### What you are asked to do
Extract the data exactly, missing nothing.

* START Material *

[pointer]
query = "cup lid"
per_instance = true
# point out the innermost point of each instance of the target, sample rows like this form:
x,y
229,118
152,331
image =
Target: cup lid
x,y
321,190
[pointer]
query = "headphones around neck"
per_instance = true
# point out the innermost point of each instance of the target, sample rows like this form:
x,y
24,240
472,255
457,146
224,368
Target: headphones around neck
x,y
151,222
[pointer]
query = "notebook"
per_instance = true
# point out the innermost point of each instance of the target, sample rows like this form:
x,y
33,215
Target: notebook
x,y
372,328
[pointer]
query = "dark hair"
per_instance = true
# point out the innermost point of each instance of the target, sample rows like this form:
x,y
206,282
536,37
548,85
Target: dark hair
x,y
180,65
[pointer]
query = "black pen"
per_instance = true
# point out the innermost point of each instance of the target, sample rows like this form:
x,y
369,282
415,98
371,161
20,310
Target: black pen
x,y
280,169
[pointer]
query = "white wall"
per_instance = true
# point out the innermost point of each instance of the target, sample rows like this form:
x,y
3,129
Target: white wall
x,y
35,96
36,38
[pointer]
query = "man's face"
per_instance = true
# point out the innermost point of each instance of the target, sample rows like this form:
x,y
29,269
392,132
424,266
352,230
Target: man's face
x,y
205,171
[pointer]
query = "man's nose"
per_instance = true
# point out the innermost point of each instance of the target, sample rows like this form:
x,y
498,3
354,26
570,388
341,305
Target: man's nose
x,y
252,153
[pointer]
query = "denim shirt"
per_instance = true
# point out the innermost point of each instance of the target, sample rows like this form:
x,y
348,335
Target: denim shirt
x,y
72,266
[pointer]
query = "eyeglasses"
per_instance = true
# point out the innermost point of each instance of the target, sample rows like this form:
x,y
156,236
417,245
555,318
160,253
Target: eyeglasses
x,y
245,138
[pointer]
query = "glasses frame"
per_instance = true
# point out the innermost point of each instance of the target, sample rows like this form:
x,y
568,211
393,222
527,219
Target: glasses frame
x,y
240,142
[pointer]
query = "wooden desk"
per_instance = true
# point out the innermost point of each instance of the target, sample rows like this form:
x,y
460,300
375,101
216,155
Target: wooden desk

* END Material *

### Reply to the exercise
[pointer]
query = "cup lid"
per_instance = true
# point out the innermost point of each instance of the target, sample rows like this form:
x,y
229,118
152,331
image =
Target: cup lid
x,y
321,190
[pointer]
query = "headphones around neck"
per_instance = true
# point out the innermost point of each instance of the target, sample rows like this form:
x,y
24,240
472,255
457,146
224,368
Target: headphones around neck
x,y
151,222
[pointer]
query = "notebook"
per_instance = true
# point out the innermost point of each instance of the target, sample rows like this form:
x,y
33,215
Target: notebook
x,y
372,328
[pointer]
query = "dark hair"
per_instance = true
# point out the innermost point of each instance of the target, sample rows like this form:
x,y
206,282
536,37
548,85
Target: dark hair
x,y
180,65
[pointer]
query = "black pen"
per_instance = true
# point out the innermost point of each instance of the target, sample rows like this form:
x,y
369,282
415,98
371,161
20,310
Target: black pen
x,y
280,169
[pointer]
query = "white wall"
per_instance = true
# point out the innermost point of each instance of the target, sample rows like this form:
x,y
3,129
Target: white wall
x,y
35,96
36,38
[pointer]
query = "man's face"
per_instance = true
# point out the innermost point of each instance of the target, sample rows like this form:
x,y
29,269
392,132
424,266
352,230
Target: man's face
x,y
205,171
[pointer]
query = "man's nose"
per_instance = true
# point out the innermost point of each instance of the target, sample rows like this form:
x,y
498,3
354,26
570,388
341,305
Target: man's nose
x,y
252,153
[pointer]
query = "denim shirt"
per_instance = true
# point out the innermost point of each instance of the target, sample rows like this form:
x,y
348,335
Target: denim shirt
x,y
72,266
[pointer]
query = "eyeglasses"
per_instance = true
# point out the innermost point of each instance of the target, sample rows like this form:
x,y
156,236
417,245
555,318
160,253
Target: eyeglasses
x,y
245,138
[pointer]
query = "glasses frame"
per_instance = true
# point out the innermost point of each instance of the target, sample rows like this form:
x,y
568,211
393,222
527,219
Target: glasses frame
x,y
240,142
[pointer]
query = "wooden desk"
per_instance = true
# point out the innermost point of each instance of the target, sample rows like this form:
x,y
460,300
375,101
216,155
Target: wooden desk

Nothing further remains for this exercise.